Scan the data beneath this task and copy each line that includes "patch".

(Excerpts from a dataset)

== Segment start ==

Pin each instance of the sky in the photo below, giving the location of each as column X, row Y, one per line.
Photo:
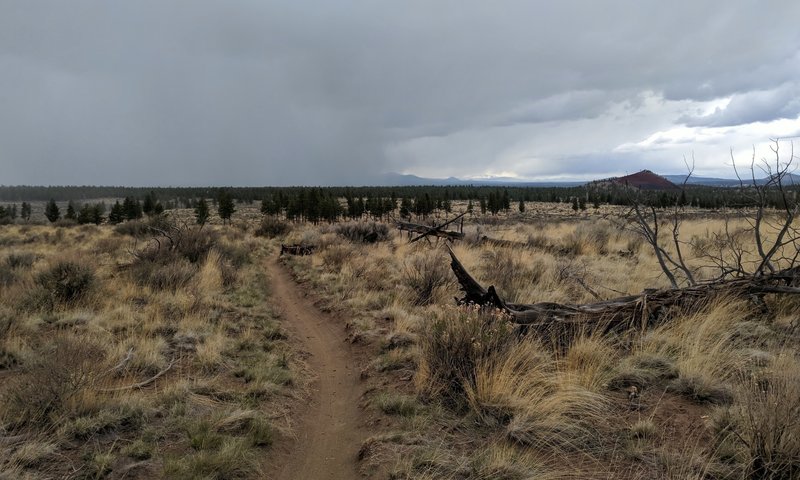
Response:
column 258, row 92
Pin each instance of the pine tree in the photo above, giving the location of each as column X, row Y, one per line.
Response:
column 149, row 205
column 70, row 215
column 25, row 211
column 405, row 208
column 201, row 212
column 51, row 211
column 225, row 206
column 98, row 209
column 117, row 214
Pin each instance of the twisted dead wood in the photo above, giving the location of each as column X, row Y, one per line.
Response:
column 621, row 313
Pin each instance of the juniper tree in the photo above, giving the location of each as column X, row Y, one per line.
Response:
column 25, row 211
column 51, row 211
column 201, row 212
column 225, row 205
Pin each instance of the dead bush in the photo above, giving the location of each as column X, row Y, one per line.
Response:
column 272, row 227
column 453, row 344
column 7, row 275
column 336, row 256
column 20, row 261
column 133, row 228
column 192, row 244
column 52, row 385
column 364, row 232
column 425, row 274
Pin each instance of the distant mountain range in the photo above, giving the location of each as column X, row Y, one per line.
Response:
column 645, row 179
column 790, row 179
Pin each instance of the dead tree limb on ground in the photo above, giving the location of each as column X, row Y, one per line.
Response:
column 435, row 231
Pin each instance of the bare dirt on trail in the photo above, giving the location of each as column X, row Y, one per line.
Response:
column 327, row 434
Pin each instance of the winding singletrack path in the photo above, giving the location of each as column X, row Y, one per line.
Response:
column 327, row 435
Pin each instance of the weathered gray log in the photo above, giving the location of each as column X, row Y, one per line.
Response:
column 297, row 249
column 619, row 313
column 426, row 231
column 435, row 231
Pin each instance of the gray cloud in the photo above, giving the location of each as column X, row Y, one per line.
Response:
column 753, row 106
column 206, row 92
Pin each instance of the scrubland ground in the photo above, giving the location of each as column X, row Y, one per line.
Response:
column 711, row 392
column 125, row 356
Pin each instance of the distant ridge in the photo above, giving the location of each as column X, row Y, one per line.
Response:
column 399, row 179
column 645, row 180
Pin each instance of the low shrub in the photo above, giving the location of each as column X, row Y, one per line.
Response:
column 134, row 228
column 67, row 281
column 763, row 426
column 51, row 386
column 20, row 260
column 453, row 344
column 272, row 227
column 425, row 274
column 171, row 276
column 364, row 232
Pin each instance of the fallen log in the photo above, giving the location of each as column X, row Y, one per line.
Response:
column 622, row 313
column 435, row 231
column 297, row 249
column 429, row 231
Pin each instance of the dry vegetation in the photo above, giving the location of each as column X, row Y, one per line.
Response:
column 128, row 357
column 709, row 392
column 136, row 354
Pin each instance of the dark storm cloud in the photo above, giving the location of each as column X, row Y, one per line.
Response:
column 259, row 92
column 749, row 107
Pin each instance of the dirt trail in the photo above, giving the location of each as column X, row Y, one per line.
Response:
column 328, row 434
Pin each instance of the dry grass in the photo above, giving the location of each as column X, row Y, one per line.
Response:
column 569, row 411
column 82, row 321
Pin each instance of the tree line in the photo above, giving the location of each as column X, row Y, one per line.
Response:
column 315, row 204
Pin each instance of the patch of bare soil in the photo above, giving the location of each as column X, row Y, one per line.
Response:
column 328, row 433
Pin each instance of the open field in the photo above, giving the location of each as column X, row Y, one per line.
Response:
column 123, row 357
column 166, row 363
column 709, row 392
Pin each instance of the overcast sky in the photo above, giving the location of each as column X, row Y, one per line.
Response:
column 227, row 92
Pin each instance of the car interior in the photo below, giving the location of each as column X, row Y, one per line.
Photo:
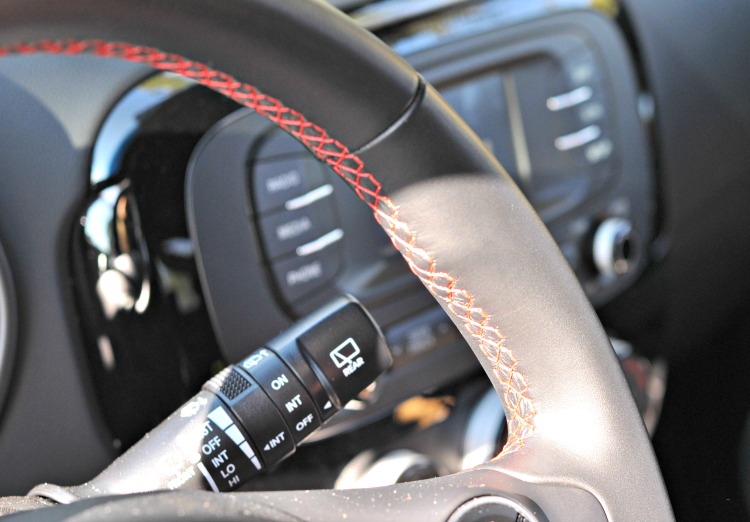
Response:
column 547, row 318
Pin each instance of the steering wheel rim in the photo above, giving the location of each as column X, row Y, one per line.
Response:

== Segment end ==
== Segment start ==

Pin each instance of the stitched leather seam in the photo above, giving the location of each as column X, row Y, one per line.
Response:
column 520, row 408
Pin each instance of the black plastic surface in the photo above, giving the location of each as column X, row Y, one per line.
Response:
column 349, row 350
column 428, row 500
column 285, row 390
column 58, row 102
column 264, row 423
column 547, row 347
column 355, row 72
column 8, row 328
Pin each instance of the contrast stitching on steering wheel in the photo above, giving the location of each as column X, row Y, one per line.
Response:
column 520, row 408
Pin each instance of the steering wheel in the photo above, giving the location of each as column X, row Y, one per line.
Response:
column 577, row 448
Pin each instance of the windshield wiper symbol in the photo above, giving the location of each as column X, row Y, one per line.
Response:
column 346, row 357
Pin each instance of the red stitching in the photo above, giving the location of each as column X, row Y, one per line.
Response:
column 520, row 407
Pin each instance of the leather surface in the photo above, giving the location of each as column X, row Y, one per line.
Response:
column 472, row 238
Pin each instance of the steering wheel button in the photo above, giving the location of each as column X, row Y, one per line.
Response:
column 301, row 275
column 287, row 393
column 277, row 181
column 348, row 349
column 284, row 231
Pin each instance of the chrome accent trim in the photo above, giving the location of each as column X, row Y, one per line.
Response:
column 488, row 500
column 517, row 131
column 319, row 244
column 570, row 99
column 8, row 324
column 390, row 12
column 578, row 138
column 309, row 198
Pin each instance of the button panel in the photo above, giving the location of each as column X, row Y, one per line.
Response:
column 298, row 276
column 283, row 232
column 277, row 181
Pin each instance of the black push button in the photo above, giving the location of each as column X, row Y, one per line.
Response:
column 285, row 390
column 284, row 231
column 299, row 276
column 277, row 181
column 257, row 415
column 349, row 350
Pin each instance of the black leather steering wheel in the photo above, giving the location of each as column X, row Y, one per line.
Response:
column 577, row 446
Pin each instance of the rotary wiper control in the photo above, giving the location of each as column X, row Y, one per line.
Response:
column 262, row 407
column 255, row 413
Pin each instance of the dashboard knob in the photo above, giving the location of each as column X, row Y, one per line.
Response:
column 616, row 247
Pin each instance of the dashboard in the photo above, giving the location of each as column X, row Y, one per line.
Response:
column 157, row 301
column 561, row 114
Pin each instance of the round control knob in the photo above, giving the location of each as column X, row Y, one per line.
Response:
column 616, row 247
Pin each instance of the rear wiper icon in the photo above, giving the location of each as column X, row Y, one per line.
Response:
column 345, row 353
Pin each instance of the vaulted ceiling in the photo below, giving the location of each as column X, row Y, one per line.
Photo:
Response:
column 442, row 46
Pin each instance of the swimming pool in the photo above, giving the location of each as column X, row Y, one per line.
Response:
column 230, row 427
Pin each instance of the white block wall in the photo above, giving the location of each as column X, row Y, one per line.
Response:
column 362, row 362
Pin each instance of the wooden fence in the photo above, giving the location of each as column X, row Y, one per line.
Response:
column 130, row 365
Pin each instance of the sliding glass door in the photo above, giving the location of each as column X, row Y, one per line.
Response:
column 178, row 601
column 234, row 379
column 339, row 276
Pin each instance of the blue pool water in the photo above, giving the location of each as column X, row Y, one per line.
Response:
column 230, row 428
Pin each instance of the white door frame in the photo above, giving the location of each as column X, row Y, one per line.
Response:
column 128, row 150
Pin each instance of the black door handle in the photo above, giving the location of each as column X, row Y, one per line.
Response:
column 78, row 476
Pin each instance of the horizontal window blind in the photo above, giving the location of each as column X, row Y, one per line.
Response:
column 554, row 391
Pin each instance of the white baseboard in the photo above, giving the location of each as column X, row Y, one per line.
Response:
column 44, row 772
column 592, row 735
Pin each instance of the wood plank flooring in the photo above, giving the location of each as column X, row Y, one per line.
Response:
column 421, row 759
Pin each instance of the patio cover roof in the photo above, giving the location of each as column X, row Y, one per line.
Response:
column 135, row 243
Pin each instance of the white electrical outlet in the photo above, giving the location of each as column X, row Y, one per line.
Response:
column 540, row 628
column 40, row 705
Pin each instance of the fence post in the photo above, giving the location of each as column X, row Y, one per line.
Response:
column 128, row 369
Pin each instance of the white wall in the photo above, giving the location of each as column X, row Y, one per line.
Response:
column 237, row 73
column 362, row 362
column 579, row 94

== Segment end ==
== Segment start ==

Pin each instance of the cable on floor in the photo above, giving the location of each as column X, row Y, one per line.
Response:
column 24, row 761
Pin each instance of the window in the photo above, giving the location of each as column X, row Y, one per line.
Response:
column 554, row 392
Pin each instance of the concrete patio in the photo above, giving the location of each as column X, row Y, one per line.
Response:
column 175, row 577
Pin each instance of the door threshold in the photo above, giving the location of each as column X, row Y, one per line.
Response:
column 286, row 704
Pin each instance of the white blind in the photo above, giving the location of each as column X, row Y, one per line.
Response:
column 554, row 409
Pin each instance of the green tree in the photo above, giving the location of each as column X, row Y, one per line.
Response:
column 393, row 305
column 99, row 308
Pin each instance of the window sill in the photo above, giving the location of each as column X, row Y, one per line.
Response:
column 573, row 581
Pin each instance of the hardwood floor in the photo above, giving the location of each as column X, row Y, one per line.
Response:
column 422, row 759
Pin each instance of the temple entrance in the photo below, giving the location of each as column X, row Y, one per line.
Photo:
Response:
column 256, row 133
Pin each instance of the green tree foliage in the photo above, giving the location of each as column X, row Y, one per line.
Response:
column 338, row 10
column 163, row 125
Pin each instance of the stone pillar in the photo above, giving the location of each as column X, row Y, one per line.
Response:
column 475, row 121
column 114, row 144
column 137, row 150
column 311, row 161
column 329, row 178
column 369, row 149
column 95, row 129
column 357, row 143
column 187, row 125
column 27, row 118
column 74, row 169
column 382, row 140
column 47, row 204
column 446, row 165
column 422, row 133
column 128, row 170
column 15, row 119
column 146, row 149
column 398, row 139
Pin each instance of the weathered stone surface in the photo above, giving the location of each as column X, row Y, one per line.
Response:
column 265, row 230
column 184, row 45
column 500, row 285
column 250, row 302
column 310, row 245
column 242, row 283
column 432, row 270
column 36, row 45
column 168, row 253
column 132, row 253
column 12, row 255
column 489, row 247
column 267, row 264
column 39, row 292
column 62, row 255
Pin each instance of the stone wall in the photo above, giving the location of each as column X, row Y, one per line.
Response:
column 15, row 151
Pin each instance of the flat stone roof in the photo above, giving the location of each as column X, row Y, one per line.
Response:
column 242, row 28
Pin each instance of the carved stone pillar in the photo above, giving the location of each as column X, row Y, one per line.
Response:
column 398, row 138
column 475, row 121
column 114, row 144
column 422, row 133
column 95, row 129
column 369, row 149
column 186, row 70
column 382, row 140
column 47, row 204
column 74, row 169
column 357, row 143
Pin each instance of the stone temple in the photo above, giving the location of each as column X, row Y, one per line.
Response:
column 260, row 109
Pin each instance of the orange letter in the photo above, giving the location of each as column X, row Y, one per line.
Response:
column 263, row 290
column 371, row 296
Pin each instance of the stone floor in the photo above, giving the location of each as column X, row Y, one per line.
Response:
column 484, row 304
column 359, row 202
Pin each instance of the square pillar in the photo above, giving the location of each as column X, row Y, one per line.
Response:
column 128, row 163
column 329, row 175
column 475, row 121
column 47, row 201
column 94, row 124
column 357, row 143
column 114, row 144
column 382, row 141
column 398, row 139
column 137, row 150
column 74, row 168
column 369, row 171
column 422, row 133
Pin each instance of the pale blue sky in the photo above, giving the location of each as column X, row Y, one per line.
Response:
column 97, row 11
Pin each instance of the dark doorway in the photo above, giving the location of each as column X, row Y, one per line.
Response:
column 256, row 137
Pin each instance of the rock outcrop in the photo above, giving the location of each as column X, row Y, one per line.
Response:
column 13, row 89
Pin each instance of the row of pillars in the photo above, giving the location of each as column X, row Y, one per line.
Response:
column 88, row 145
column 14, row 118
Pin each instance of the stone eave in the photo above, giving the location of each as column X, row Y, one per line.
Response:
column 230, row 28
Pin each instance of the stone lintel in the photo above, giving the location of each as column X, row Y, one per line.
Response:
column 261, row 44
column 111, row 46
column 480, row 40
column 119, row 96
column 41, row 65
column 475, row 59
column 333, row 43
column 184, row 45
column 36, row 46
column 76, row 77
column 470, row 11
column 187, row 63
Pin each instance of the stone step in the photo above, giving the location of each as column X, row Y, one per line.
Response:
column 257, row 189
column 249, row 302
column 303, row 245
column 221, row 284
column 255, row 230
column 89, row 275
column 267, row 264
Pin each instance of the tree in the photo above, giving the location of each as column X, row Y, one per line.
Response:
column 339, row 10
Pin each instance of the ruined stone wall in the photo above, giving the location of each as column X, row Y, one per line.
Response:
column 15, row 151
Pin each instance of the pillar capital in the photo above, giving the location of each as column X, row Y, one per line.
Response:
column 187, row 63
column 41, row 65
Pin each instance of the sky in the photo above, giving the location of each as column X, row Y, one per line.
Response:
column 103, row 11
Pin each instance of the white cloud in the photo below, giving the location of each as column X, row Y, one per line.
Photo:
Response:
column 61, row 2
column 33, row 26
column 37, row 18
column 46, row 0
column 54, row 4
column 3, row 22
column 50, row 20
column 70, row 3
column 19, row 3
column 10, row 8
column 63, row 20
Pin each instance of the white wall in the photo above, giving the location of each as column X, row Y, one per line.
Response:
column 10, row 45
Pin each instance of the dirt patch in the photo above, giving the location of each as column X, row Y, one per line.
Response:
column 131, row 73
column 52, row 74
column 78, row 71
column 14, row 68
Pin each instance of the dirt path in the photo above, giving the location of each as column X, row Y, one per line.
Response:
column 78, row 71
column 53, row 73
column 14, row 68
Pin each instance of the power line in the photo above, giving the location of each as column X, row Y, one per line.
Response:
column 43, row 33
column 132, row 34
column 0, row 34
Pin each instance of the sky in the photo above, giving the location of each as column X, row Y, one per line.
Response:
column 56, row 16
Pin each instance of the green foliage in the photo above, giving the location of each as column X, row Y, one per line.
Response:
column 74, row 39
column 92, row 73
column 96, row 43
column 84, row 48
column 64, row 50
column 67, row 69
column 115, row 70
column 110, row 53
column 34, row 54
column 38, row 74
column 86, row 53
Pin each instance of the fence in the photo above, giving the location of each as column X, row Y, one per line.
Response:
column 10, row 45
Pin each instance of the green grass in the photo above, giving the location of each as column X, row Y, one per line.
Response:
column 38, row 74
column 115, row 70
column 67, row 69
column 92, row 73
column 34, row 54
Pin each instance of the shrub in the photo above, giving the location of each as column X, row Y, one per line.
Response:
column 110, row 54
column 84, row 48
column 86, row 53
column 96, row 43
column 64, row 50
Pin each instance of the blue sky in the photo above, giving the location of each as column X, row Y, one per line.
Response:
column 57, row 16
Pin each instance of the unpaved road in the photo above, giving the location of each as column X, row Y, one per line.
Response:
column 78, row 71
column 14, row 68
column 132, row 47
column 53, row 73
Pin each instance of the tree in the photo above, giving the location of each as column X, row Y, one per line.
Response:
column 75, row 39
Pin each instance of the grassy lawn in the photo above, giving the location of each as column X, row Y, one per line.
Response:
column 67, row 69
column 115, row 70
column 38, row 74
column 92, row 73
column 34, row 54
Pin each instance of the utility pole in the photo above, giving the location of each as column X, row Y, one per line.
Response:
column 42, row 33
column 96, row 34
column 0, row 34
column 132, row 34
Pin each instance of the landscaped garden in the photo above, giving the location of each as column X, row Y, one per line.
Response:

== Segment end ==

Written answer>
Pin each instance of the patch of bare soil in the photo above, giving the location of each as column X, row Y, one per line.
Pin each instance of the dirt patch in the photo above, giving the location of each as column X, row Y, one per line.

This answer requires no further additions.